Exercise data
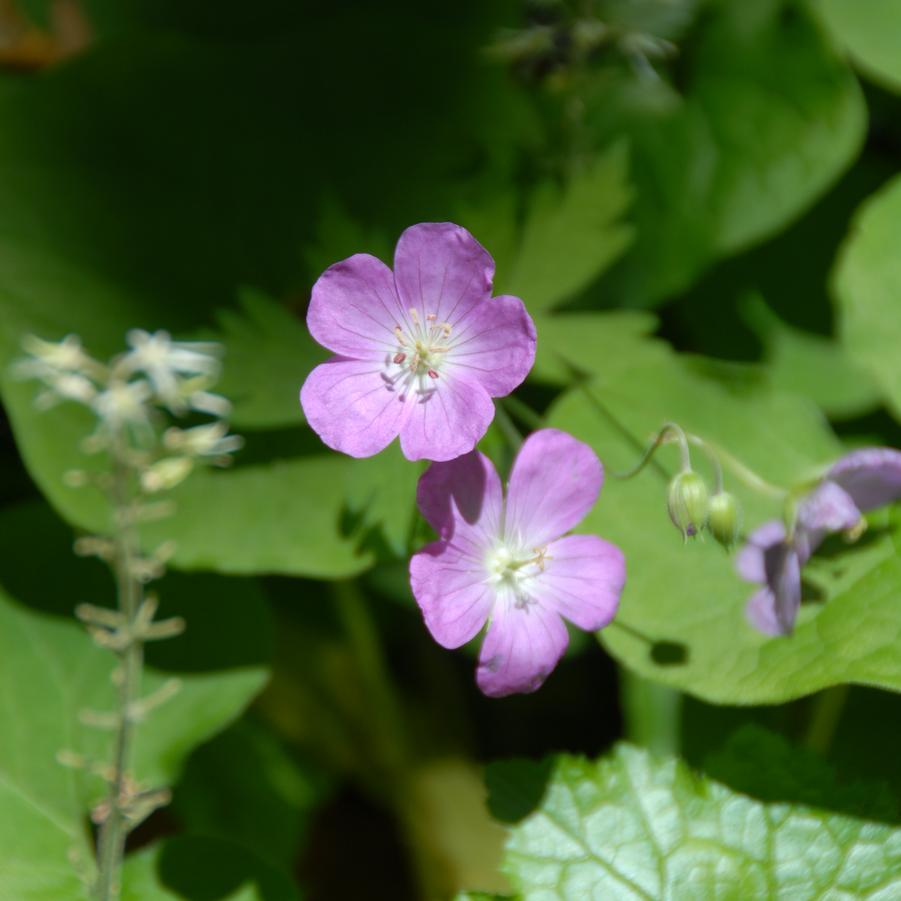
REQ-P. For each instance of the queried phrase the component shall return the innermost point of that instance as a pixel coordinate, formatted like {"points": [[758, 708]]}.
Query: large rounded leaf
{"points": [[681, 620]]}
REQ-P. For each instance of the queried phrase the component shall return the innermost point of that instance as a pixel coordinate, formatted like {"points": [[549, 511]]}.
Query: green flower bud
{"points": [[724, 518], [687, 502]]}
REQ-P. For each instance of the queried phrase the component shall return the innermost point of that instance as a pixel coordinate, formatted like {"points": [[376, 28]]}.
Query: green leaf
{"points": [[768, 119], [572, 235], [631, 827], [193, 868], [681, 620], [589, 342], [268, 354], [810, 365], [382, 491], [53, 671], [269, 797], [871, 31], [867, 286]]}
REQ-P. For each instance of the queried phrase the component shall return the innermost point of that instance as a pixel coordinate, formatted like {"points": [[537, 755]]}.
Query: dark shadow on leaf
{"points": [[811, 594], [516, 787], [203, 869], [662, 651]]}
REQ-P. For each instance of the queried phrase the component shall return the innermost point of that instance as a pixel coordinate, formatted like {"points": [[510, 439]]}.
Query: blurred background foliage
{"points": [[698, 201]]}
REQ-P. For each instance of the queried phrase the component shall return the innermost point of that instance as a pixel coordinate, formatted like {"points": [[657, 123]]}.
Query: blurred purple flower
{"points": [[420, 351], [505, 562], [858, 482]]}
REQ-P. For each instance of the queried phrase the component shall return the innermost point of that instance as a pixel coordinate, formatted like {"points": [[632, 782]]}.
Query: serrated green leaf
{"points": [[867, 283], [760, 763], [571, 236], [813, 366], [769, 118], [871, 31], [244, 786], [286, 517], [52, 671], [382, 490], [202, 869], [681, 620], [630, 827]]}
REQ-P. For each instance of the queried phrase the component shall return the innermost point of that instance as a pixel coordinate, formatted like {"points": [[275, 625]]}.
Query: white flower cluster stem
{"points": [[134, 398]]}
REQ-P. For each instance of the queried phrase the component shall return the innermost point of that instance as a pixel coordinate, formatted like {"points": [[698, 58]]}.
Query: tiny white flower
{"points": [[66, 355], [209, 440], [166, 474], [207, 402], [65, 386], [123, 402]]}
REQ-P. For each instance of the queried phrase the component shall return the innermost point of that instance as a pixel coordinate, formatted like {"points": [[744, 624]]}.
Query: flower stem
{"points": [[508, 427], [827, 711], [523, 412], [113, 831], [741, 472], [669, 428]]}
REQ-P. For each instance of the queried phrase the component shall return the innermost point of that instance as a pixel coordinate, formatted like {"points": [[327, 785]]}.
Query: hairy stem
{"points": [[523, 412], [113, 831], [668, 429], [739, 470], [652, 713]]}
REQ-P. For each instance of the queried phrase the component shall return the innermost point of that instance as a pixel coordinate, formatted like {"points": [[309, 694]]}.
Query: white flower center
{"points": [[513, 568], [423, 347]]}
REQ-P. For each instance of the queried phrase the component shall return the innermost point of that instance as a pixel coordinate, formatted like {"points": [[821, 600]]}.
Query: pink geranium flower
{"points": [[859, 481], [505, 562], [420, 351]]}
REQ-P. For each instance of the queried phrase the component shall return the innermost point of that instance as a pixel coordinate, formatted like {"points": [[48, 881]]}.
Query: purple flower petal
{"points": [[582, 580], [761, 613], [448, 422], [522, 646], [783, 578], [872, 476], [354, 308], [749, 560], [828, 508], [452, 592], [440, 269], [462, 500], [554, 483], [346, 403], [496, 344]]}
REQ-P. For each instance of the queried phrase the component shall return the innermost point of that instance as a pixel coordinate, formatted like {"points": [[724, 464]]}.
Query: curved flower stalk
{"points": [[506, 561], [132, 397], [773, 556], [420, 351]]}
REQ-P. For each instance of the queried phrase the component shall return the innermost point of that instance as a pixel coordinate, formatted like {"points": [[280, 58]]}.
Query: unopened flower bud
{"points": [[687, 502], [724, 518], [166, 474]]}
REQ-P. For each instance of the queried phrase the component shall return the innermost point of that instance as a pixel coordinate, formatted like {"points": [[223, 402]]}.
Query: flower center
{"points": [[422, 349], [514, 568]]}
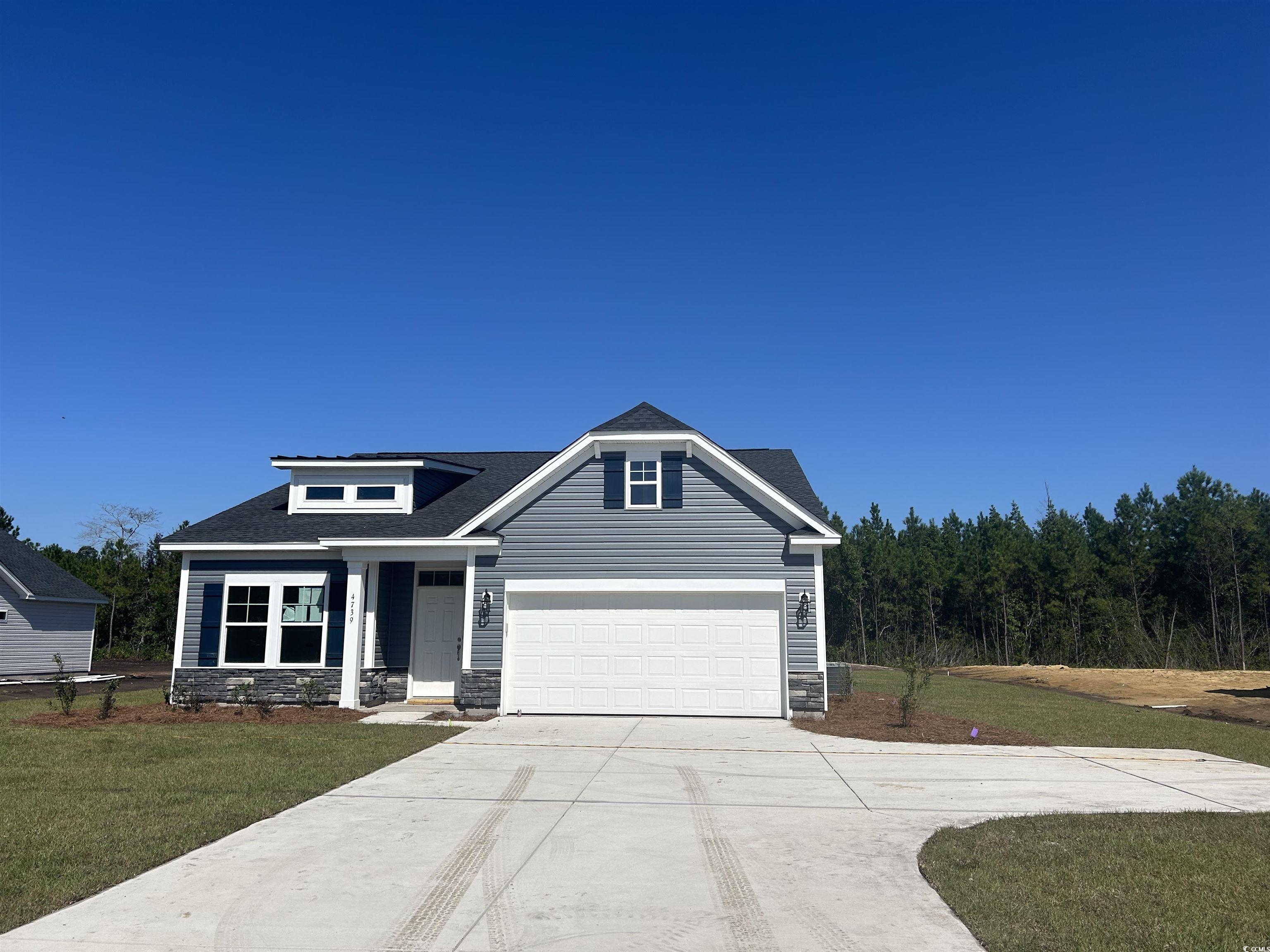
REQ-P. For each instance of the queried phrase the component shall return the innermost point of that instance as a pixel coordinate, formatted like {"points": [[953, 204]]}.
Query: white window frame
{"points": [[645, 456], [274, 626], [402, 483]]}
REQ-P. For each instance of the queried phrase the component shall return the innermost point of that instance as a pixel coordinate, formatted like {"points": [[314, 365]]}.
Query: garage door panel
{"points": [[689, 654], [595, 664], [764, 668], [628, 634], [730, 667], [661, 634], [629, 666]]}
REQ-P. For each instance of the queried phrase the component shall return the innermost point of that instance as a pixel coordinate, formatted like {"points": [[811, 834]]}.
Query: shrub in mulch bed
{"points": [[211, 714], [873, 716]]}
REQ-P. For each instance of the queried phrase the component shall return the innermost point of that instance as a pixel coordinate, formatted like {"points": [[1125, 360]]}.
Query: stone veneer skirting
{"points": [[807, 693], [480, 690], [282, 685], [383, 686]]}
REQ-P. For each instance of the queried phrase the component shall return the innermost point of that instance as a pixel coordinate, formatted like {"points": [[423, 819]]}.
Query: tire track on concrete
{"points": [[747, 926], [455, 876], [499, 900]]}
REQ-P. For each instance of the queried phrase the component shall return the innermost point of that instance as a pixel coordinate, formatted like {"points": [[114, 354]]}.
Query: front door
{"points": [[439, 634]]}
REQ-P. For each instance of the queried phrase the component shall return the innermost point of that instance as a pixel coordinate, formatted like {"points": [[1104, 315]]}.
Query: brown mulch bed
{"points": [[870, 715], [211, 714]]}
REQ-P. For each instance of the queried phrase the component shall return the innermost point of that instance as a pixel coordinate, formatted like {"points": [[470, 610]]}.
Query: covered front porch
{"points": [[406, 631]]}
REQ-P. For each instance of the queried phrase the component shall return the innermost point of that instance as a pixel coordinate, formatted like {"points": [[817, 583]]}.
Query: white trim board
{"points": [[247, 547], [548, 585]]}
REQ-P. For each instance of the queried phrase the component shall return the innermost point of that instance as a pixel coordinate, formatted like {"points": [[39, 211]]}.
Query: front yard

Written task
Gather every line of the material above that contains the word "blurred".

Exercise output
Query: blurred background foliage
Query: blurred purple flower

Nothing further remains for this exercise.